#### Raw data
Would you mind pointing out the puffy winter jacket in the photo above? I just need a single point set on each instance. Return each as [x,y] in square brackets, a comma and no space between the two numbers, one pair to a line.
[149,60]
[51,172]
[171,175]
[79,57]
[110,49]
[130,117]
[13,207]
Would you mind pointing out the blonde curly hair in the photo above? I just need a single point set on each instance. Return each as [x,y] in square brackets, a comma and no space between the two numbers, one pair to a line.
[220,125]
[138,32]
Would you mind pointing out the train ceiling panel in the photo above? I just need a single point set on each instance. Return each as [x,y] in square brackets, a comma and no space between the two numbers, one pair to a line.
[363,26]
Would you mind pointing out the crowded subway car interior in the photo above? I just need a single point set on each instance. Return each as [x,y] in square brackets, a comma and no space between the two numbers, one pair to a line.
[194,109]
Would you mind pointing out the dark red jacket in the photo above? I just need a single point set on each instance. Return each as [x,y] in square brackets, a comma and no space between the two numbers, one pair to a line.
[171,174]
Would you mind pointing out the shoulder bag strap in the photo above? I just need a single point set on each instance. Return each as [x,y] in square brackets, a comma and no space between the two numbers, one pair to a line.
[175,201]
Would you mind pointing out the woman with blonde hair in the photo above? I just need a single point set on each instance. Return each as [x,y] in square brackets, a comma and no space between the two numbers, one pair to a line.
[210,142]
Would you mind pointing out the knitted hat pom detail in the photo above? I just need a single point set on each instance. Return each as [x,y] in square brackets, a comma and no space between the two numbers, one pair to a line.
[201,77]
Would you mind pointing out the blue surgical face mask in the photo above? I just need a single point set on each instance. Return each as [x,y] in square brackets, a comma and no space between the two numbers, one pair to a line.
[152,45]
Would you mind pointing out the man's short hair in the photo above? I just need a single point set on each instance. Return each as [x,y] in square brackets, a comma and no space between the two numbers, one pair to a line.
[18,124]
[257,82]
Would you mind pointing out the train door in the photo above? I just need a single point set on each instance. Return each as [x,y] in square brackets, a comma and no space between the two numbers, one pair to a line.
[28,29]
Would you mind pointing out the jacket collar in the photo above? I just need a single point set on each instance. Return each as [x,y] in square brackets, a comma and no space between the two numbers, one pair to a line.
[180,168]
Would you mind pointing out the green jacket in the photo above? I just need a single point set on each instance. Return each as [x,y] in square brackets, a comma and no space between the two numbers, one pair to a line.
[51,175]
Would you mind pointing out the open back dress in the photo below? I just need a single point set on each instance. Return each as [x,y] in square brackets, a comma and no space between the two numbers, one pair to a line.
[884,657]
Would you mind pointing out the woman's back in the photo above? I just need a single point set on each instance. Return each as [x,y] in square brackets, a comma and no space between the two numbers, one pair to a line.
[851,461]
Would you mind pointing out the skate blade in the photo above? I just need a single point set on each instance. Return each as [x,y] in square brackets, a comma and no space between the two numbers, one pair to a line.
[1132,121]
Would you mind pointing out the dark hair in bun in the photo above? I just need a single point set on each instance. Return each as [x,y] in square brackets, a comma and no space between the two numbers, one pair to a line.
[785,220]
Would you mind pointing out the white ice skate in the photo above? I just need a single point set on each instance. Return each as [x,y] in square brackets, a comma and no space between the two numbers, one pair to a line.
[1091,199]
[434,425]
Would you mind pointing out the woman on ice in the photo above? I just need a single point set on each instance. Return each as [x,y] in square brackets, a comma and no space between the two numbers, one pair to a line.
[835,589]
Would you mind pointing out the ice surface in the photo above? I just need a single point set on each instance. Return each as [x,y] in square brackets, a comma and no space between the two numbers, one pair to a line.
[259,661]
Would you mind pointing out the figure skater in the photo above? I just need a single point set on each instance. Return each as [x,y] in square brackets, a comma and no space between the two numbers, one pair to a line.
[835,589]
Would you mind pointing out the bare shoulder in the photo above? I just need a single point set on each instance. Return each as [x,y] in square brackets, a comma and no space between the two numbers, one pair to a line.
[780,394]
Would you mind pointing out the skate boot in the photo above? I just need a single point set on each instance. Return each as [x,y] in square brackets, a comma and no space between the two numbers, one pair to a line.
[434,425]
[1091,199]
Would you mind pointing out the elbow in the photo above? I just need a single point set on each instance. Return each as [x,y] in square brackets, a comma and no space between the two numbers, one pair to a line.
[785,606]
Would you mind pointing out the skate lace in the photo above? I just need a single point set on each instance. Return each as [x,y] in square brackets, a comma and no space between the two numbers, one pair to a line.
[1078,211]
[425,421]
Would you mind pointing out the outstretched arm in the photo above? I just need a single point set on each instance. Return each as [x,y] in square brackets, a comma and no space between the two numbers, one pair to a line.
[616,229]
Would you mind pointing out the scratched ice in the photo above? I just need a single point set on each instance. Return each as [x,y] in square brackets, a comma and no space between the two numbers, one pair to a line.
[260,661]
########
*Set exercise:* Express the part of the records that opens with the line containing "Would you mind pointing out the scratched" and runs through the end of the records as a JSON list of strings, one string per line, with blank lines left out.

*The output:*
[
  "Would you mind pointing out the scratched ice in the photo above? I just need a single point set on each instance. Return each as [x,y] in square brackets, a comma and no space between the two numbers, one pair to a line.",
  "[260,661]"
]